# Alıştırma hedefi:
Lütfen Alman basını üzerine olan alıntıda "İkinci bir örnek;" sözlerinden başlayıp "tanımlanıyor ve övülüyor." sözleri de dahil olmak üzere o sözlere kadar uzanan bölümü harfi harfine yazın.

# Verilen alıntı:
───

Bazı Alman basın organlarının PKK sorununu nasıl partizanca yansıttıklarına bir örnek olarak Frankfurter Rundschau gazetesinde yer alan Dışişleri Bakanı Kinkel ile yapılan röportaj gösterilebilinir. Frankfurter Rundschau’un muhabiri soruyor; ‘‘Herr Kinkel, Kürt halkına karşı Alman silahlarını kullanan Türk hükümetine silah sevkiyatının durması için daha ne olması gerektiğine inanıyorsunuz?’[42] Bu röportajda gazeteci Türkiye’nin teröristlere karşı bir harekâtından bahsetmiyor, bilakis sürekli olarak ‘’Kürt halkına karşı bir harekat’’dan bahsediyor ve bu çizgi tüm röportaj boyunca devam ediyor. Röportaj boyunca PKK’nın terörist hareketlerinden hiç bahsedilmiyor. Sürekli ‘’gerilladan’‘ ve ‘’boğazdaki işkenceci devlet’’ten bahsediliyor.[43] Basındaki böylesine bir bilgi ile Alman okuyucu nasıl gerçek bilgilere ulaşacaktır ki?

Bunlardan başka bu konuda Alman bakış açısının bazı tuhaflıkları da bulunuyor. Bunlardan birincisi; Eğer Kürt kökenli bir Türk vatandaşı politik bir suç işlemişse bu kişi ‘’Kürt’’ olarak tanımlanıyor. Eğer suç konusu polisiye ise o zaman bu kişi ‘’Türk’’ olarak isimlendiriliyor. Örneğin Ankara’daki Alman büyükelçisi Hans Joachim Vergau Dortmund’daki PKK gösterisinde meydana gelen kanlı eylemlere sebep olanları ‘’kriminalle Türken’’ olarak tanımlıyor.[44]

İkinci bir örnek; eğer İsrail güney Lübnan’da Hamas mevzilerini bombalarsa bu haber Alman basınında doğru olarak şu şekilde yer alıyor; ‘‘İsrail, Hamas mevzilerini bombalıyor.’’ (Arap mevzilerini değil)  Ruslar Çeçen mevzilerini bombaladığında bu haber Alman basınında şu şekilde yansıtılıyor; ‘’Rus ordusu Çeçen asilerin mevzilerini bombalıyor.’’ (Çeçen mevzilerini değil) Fakat Türk ordusu Kuzey Irak’ta PKK mevzilerini bombaladığında ise bu haber Alman basınınca çarpıtılarak şu şekilde duyuruluyor; ‘’Türk ordusu Kürt köylerini bombalıyor.’’ (PKK mevzilerini değil) Çeçenistan’da gerçek direnişçiler devlet başkanları Dudayev’le birlikte Alman basınında terörist olarak tanımlanırken[45] gerçek teröristler ise - PKK - Alman basınında direniş savaşçıları olarak tanımlanıyor ve övülüyor.

───

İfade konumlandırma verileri
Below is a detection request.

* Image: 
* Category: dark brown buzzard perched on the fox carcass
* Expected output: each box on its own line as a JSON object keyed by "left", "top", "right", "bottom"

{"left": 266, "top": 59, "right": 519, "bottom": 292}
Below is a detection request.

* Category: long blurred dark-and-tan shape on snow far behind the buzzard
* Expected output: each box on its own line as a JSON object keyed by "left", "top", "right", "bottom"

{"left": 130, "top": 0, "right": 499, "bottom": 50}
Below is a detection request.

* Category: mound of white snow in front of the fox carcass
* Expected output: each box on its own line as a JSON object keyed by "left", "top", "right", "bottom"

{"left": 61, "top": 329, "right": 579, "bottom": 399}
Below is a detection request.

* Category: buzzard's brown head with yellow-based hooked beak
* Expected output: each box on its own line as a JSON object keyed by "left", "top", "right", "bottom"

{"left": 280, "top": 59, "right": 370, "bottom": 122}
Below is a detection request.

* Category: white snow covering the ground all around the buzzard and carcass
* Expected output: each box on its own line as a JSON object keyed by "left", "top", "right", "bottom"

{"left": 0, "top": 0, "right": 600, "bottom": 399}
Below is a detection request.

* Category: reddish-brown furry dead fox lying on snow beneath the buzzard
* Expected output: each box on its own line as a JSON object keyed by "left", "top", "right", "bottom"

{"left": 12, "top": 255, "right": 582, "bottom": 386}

───

# Çözümünüz:
İkinci bir örnek; eğer İsrail güney Lübnan’da Hamas mevzilerini bombalarsa bu haber Alman basınında doğru olarak şu şekilde yer alıyor; ‘‘İsrail, Hamas mevzilerini bombalıyor.’’ (Arap mevzilerini değil)  Ruslar Çeçen mevzilerini bombaladığında bu haber Alman basınında şu şekilde yansıtılıyor; ‘’Rus ordusu Çeçen asilerin mevzilerini bombalıyor.’’ (Çeçen mevzilerini değil) Fakat Türk ordusu Kuzey Irak’ta PKK mevzilerini bombaladığında ise bu haber Alman basınınca çarpıtılarak şu şekilde duyuruluyor; ‘’Türk ordusu Kürt köylerini bombalıyor.’’ (PKK mevzilerini değil) Çeçenistan’da gerçek direnişçiler devlet başkanları Dudayev’le birlikte Alman basınında terörist olarak tanımlanırken[45] gerçek teröristler ise - PKK - Alman basınında direniş savaşçıları olarak tanımlanıyor ve övülüyor.